# [WHAT IS REQUIRED]
Every line from the one containing "written like (81,6)." down to the last line of the listing below should be restated exactly, and nothing else.

# [SOURCE INFORMATION]

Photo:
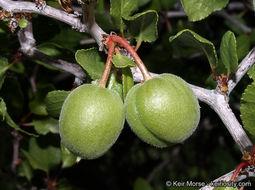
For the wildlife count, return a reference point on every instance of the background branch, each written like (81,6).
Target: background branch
(219,102)
(27,46)
(29,7)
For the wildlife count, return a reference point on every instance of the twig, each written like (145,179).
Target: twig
(219,102)
(227,177)
(29,7)
(32,79)
(15,156)
(88,41)
(27,43)
(243,67)
(93,29)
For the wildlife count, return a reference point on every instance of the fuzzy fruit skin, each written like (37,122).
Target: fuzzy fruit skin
(91,120)
(163,110)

# [SOLUTION TO THIS TASK]
For the wildlife count, return a reference point on every instance of the background branch, each written like (81,6).
Target: background branch
(219,102)
(27,46)
(29,7)
For the wildlife count, return a reference point on every instance of the twig, each written like (145,179).
Target: twig
(219,102)
(227,177)
(29,7)
(32,79)
(15,156)
(88,41)
(27,43)
(243,67)
(93,29)
For the wildlife count, return a reference point on every instance of the fuzzy fruit skin, each written like (37,122).
Target: fuzzy fruit skin
(91,120)
(163,110)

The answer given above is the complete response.